DOCUMENT SEGMENT:
++++++++++
[storm] some questions about Storm (from the perspective of Grok)

Jodok Batlogg jodok at lovelysystems.com
Thu Mar 13 19:16:52 GMT 2008


hello martijn, gustavo - and all others :)

On 13.03.2008, at 17:20, Gustavo Niemeyer wrote:

> Hello Martijn,
>
>> Some background first:
> (...)
>> On the longer term, Storm is also be a candidate to become the  
>> "default
>> story" for doing relational database integration with Grok. Grok is
> (...)
>
> We'll be delighted to see this happening.

that would be awesome.
we're about to release the lovely.nozodb as ZPL.
basically lovely.nozodb enables to run a zope3 application as wsgi  
application without the need of a zodb storage and without zconfig.  
the results (performance, stability) in combination with storm and  
postgresql are really great.

>> Storm looks attractive as it looks smaller and simpler in use than
>> something like SQLAlchemy, while it still aims high in being easy to
>> integrate and having high performance features.
>>
>> Now as to my questions:
>>
>> Looking at Storm I noticed one thing that seems to be missing that  
>> other
>> ORM tools for Python do seem to offer: a way to do table  
>> definitions in
>> Python. Instead in the tutorial direct 'create table' statements are
>> used. I'd be interesting to hear whether this missing feature is
>> intentional, and if so, what the reasons behind this decision are.
>
> It was really designed this way.  I'll try to explain shortly some
> of the reasons for it.
>
> It's important to understand, though, that I'm only explaining the
> choice.  I'm sure automatic schema creation is interesting in a number
> of cases, and I'm not even against having some kind of support for  
> that
> in the future, *if* we can come up with a system that won't affect the
> other design goals significantly.
>
> So, basically, we didn't want schema management mixed with the ORM
> for the following reasons:
>
> - Avoiding duplication.  On all of the projects we need ORMs for, we
>  have fine tuned schema creation and patching.  Any schema management
>  introduced in the ORM itself would be duplicating effort.
>
> - Centralization and transparency of schema management.  All the  
> objects
>  created in our databases, and how they are created, is seen in a  
> single
>  place.
>
> - Flexibility.  As much as the layer offered to create the schema is
>  flexible, there are a number of uncommon options in schema  
> management,
>  many times dependent on the database itself, that are needed on  
> serious
>  projects (performance/behavior tweaking).  We could, of course, try  
> to
>  implement every single option we needed on the schema layer, but  
> besides
>  this process being an unwanted burden, it also didn't make a lot of  
> sense
>  for us to be simply reinventing a different representation for the
>  schema.
>
> - Separation of concerns.  Not having to deal with schema management  
> in
>  the ORM makes it simpler, and more focused on its real goal.

+1
we at lovely systems don't believe in automatic sql schema generation  
either.

>> Concerning Zope 3 integration, has anything been done by anyone about
>> integrating Storm's variable/property system with Zope 3 schemas? It
> (...)
++++++++++
PROVIDED RECORDS:
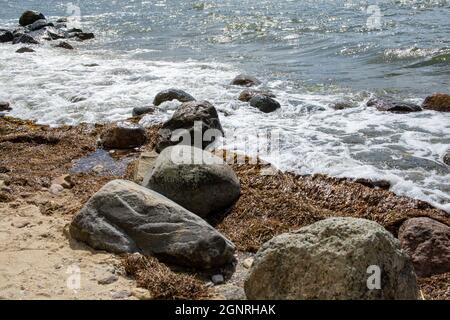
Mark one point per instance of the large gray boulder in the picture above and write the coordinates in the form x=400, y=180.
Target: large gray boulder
x=123, y=135
x=336, y=258
x=427, y=242
x=192, y=119
x=124, y=217
x=195, y=179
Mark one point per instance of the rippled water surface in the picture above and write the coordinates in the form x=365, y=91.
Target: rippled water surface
x=309, y=53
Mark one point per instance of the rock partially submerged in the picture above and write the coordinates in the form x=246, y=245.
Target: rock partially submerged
x=123, y=135
x=332, y=259
x=438, y=102
x=245, y=80
x=5, y=106
x=124, y=217
x=140, y=111
x=6, y=36
x=247, y=94
x=35, y=29
x=427, y=242
x=64, y=45
x=264, y=103
x=29, y=17
x=391, y=105
x=172, y=94
x=195, y=118
x=195, y=179
x=446, y=159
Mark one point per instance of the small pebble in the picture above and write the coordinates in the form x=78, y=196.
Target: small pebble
x=217, y=279
x=122, y=294
x=248, y=263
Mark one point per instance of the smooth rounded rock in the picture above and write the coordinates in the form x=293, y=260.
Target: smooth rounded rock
x=391, y=105
x=336, y=258
x=123, y=135
x=437, y=102
x=190, y=123
x=247, y=94
x=245, y=80
x=195, y=179
x=29, y=17
x=139, y=111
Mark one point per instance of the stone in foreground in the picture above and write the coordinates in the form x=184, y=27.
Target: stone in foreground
x=195, y=117
x=332, y=259
x=264, y=103
x=427, y=242
x=123, y=135
x=124, y=217
x=172, y=94
x=195, y=179
x=438, y=102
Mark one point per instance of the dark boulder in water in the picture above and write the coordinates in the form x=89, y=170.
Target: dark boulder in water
x=247, y=94
x=6, y=36
x=39, y=24
x=172, y=94
x=391, y=105
x=139, y=111
x=25, y=50
x=438, y=102
x=196, y=117
x=25, y=38
x=123, y=135
x=4, y=106
x=264, y=103
x=447, y=159
x=64, y=45
x=29, y=17
x=82, y=36
x=341, y=105
x=245, y=80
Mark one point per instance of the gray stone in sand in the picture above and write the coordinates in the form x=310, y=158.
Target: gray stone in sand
x=195, y=179
x=123, y=217
x=332, y=259
x=172, y=94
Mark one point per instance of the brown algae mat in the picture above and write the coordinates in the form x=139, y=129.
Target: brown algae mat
x=32, y=155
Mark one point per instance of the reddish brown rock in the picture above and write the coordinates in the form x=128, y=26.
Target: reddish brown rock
x=438, y=102
x=65, y=181
x=427, y=242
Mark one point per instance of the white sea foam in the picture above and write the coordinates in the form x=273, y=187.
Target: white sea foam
x=406, y=149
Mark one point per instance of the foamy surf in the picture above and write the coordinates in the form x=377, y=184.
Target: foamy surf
x=55, y=87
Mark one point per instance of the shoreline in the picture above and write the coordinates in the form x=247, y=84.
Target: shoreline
x=269, y=205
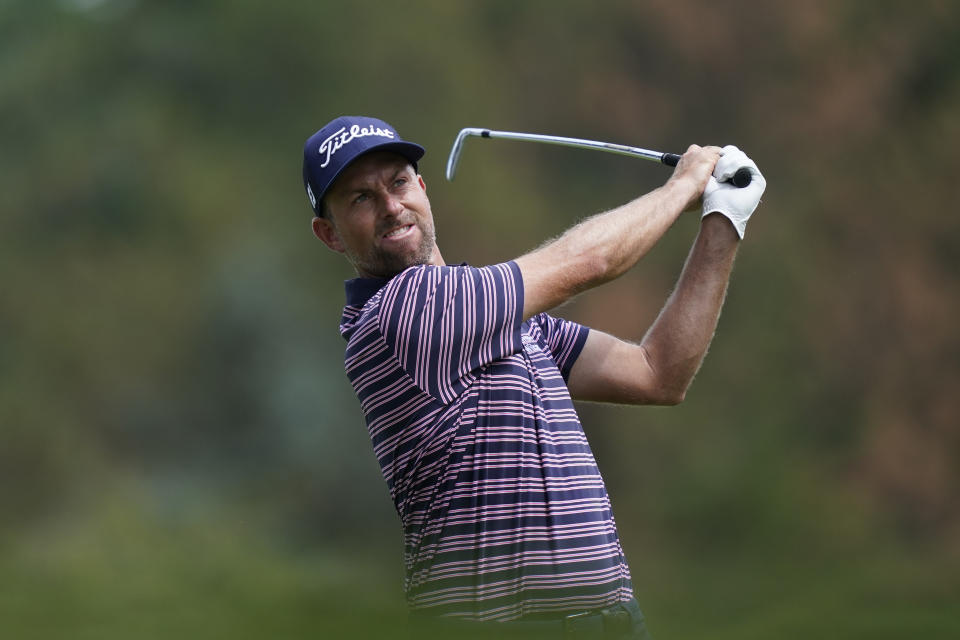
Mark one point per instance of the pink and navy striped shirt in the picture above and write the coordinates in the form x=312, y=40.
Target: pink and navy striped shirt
x=503, y=508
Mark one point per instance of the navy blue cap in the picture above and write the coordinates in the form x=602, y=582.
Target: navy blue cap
x=341, y=141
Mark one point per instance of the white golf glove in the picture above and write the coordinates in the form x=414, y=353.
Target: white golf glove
x=723, y=197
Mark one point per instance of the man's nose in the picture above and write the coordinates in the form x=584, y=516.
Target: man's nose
x=392, y=204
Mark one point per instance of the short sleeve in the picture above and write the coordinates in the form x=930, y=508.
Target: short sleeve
x=565, y=340
x=445, y=323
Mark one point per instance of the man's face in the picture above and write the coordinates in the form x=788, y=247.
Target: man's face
x=379, y=216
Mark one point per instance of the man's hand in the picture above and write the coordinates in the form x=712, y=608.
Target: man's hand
x=723, y=197
x=694, y=170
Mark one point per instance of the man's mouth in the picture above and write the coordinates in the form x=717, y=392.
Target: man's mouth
x=399, y=232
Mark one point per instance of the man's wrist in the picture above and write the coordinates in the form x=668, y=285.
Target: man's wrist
x=682, y=190
x=720, y=226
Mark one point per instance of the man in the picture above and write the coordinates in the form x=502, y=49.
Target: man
x=466, y=383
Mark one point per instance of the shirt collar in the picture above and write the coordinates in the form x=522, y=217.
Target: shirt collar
x=359, y=290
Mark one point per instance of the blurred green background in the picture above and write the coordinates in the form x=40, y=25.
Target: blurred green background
x=180, y=452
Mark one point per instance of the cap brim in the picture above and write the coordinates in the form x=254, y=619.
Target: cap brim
x=409, y=150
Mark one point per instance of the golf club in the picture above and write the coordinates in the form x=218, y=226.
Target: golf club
x=741, y=179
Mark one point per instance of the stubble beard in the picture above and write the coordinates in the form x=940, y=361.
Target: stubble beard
x=385, y=264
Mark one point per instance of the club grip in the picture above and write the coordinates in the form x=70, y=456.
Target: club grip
x=741, y=178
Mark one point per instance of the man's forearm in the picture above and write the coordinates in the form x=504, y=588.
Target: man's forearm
x=678, y=340
x=601, y=247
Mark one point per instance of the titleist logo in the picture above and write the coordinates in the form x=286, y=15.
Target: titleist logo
x=336, y=141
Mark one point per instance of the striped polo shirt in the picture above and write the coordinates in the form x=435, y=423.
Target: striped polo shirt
x=503, y=508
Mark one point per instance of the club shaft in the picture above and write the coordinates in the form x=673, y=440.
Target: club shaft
x=580, y=143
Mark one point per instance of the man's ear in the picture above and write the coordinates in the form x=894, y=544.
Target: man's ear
x=324, y=229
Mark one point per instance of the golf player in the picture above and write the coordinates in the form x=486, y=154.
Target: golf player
x=467, y=384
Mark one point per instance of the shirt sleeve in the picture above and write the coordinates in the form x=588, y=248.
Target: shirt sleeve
x=445, y=323
x=565, y=340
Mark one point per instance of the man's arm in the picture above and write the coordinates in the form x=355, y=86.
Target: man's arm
x=660, y=369
x=604, y=246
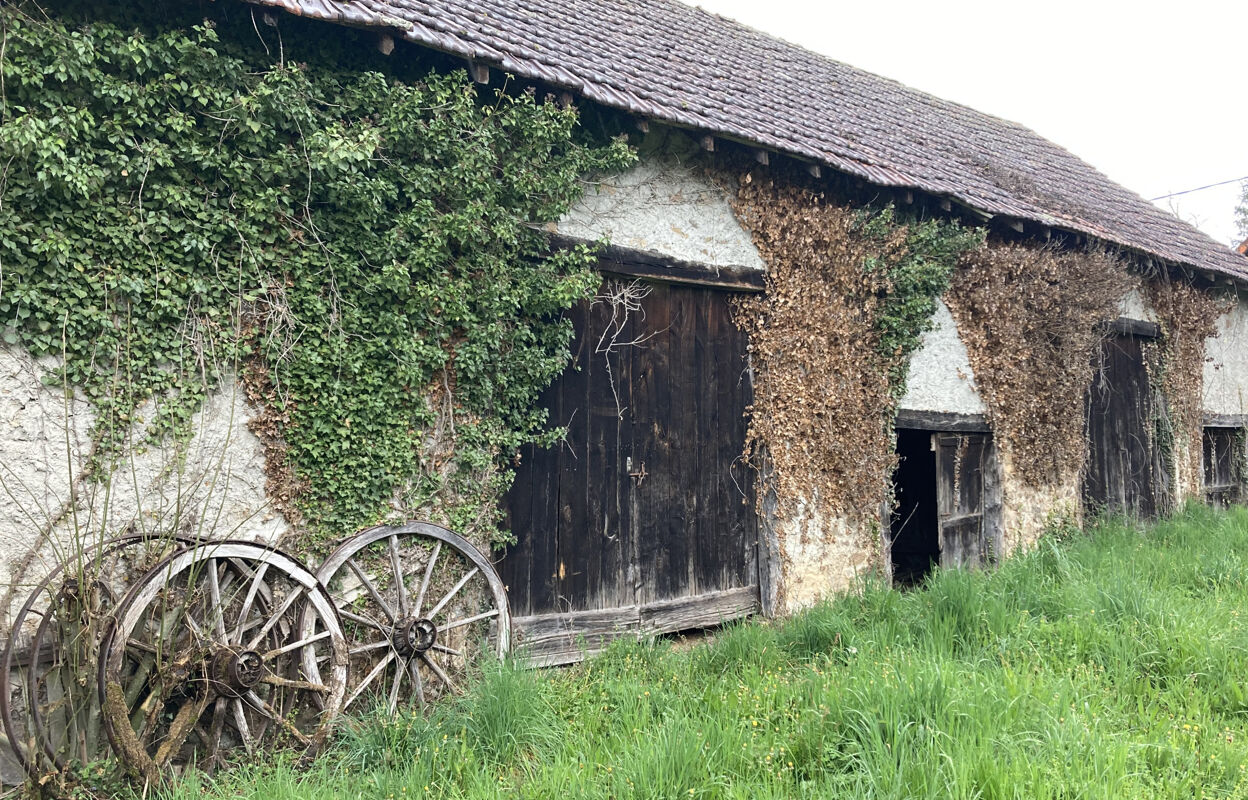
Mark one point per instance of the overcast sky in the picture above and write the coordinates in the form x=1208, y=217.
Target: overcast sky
x=1152, y=94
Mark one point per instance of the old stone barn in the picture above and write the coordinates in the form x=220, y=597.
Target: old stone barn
x=830, y=326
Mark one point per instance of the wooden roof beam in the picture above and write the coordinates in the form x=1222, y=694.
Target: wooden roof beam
x=479, y=71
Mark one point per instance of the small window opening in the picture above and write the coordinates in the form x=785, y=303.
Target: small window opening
x=914, y=529
x=1223, y=466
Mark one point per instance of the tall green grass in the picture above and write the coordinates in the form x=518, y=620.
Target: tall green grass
x=1110, y=664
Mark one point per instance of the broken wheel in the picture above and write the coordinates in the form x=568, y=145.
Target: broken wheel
x=51, y=713
x=421, y=608
x=221, y=649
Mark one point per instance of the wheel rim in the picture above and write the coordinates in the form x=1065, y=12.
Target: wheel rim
x=204, y=659
x=53, y=719
x=421, y=608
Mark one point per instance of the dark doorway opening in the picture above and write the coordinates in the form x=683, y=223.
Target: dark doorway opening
x=914, y=528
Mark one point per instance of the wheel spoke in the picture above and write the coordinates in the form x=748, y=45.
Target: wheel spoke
x=428, y=574
x=272, y=620
x=240, y=720
x=180, y=729
x=366, y=648
x=396, y=564
x=368, y=679
x=439, y=673
x=414, y=668
x=286, y=683
x=296, y=645
x=150, y=709
x=219, y=615
x=372, y=590
x=256, y=582
x=468, y=620
x=396, y=684
x=453, y=592
x=363, y=620
x=217, y=728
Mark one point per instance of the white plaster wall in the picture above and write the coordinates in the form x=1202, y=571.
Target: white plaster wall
x=820, y=557
x=940, y=371
x=664, y=207
x=1226, y=363
x=214, y=487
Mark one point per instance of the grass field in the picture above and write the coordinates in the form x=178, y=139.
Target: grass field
x=1103, y=664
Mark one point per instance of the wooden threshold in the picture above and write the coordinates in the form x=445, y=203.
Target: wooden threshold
x=554, y=639
x=652, y=266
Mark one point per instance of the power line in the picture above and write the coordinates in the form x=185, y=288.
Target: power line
x=1199, y=189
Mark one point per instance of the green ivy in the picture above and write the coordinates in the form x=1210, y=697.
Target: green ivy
x=915, y=277
x=177, y=206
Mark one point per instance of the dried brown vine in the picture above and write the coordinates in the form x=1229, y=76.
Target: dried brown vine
x=1031, y=318
x=823, y=393
x=1188, y=316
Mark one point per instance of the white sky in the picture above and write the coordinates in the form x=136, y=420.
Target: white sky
x=1152, y=94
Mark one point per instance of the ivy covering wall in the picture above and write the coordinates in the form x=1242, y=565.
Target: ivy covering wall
x=848, y=298
x=181, y=204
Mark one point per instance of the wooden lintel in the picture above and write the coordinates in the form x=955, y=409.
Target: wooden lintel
x=941, y=421
x=1136, y=327
x=640, y=263
x=1226, y=421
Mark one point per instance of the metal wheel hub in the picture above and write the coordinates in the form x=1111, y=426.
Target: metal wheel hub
x=236, y=673
x=414, y=635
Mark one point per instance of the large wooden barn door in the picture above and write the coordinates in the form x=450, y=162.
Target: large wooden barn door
x=642, y=519
x=1125, y=472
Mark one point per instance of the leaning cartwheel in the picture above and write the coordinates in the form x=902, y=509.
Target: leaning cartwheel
x=176, y=653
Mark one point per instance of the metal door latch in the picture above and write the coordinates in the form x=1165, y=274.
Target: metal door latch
x=639, y=476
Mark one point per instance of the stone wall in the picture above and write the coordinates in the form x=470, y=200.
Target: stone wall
x=665, y=205
x=1226, y=365
x=212, y=486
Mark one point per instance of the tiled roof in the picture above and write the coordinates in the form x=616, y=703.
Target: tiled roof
x=678, y=64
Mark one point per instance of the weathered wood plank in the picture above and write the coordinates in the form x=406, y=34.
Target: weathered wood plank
x=553, y=639
x=1126, y=472
x=1226, y=421
x=940, y=421
x=1126, y=326
x=654, y=266
x=702, y=610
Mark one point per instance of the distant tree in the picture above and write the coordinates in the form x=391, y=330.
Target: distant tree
x=1242, y=212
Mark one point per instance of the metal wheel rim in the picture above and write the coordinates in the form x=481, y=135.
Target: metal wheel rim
x=498, y=613
x=205, y=713
x=48, y=755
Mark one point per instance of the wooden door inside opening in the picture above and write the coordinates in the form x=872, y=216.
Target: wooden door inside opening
x=1126, y=472
x=642, y=519
x=1223, y=454
x=947, y=507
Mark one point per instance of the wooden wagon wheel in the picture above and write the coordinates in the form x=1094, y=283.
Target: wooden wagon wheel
x=421, y=607
x=51, y=714
x=204, y=658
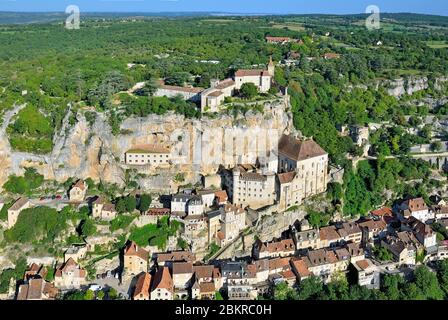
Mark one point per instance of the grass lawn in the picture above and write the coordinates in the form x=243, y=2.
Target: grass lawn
x=290, y=25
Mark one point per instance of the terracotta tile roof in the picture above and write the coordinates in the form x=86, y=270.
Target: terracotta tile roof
x=186, y=256
x=355, y=249
x=287, y=274
x=221, y=195
x=320, y=257
x=286, y=177
x=231, y=207
x=99, y=200
x=149, y=148
x=385, y=211
x=342, y=254
x=216, y=273
x=348, y=228
x=158, y=212
x=19, y=203
x=253, y=176
x=182, y=268
x=71, y=266
x=279, y=263
x=182, y=89
x=80, y=184
x=132, y=249
x=278, y=246
x=220, y=235
x=416, y=204
x=207, y=287
x=332, y=55
x=363, y=264
x=372, y=225
x=299, y=150
x=35, y=270
x=300, y=267
x=329, y=233
x=419, y=227
x=109, y=207
x=252, y=73
x=216, y=93
x=163, y=280
x=203, y=271
x=22, y=293
x=278, y=39
x=225, y=84
x=143, y=284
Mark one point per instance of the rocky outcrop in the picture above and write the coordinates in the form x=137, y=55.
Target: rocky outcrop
x=83, y=151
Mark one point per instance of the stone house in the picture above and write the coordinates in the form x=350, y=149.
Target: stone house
x=281, y=248
x=76, y=253
x=167, y=258
x=37, y=289
x=350, y=232
x=262, y=79
x=368, y=275
x=14, y=211
x=78, y=191
x=308, y=239
x=162, y=286
x=247, y=186
x=421, y=231
x=70, y=276
x=142, y=287
x=305, y=168
x=103, y=210
x=187, y=93
x=416, y=208
x=329, y=236
x=403, y=246
x=154, y=155
x=135, y=259
x=233, y=221
x=182, y=275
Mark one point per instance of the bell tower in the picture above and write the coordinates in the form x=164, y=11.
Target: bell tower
++++++++++
INSTRUCTIONS:
[1] In the mailing-list message about Storm and Grok, translate this sentence into Spanish: "Not having to deal with schema management in the ORM makes it simpler, and more focused on its real goal."
[2] Write the next part of the mailing-list message about Storm and Grok, picking up after its last line.

RESULTS OF THE EXERCISE:
[1] No tener que ocuparse de la gestión del esquema en el ORM lo hace más simple y más centrado en su verdadero objetivo.

[2]
>
> No, we haven't seen anything being done about it yet.

same here.

>> would be nice to be able to deduce a schema automatically for a
>> database-backed class (or perhaps the other way around), so one can  
>> use
>> Zope 3's form system. I'd love to discuss this with others; perhaps
>> someone has already thought about this topic.
>
> That's an interesting point.  Zope 3 interfaces are probably more  
> suited to
> create the schema than the Storm class itself, since their goal is
> precisely to define rather than implement.  I would guess that it's  
> also
> quite easy to create the Storm properties automatically, if that was
> wanted.

yes that should be possible. however - i think the engineer should be  
able to create the sql himself. i don't believe in sql autogeneration.  
at least not for our use-cases.
i mean, if we are creating a optimized application we want to define  
the database logic on our own. sql functions, indexes, triggers,...

>> Grok tries to follow DRY: don't repeat yourself. I can see Grok
>> integration with Storm to contain some (partial) repetitions:
>>
>> * define the table and its columns
>>
>> * define the class that represents this table (or more tables) as a
>> Python object
>>
>> * define a Zope 3 schema for the public properties of a class (so  
>> edit
>> and add forms can be generated)
>>
>> It's clear that each of these repetitions exist because these are
>> different things: each serves a special purpose and having these be
>> separate can make the whole system more flexible - that's typically  
>> the
>> reason there is repetition in Zope 3 components too. That doesn't  
>> take
>> away that there is a lot of repetition here, and it's interesting to
>> think about ways to reduce this, perhaps by having a definition  
>> system
>> that can do all three at once.
>
> I agree with all of these points.

yes - as you said. these things do different things. and yes - it  
would be nice to have some simplification :)
but usually the application logic is much more work than the content  
type / schema / python class definition.

jodok


>
>
> I'll be happy to discuss and try to participate somehow if you want
> to try something like that out.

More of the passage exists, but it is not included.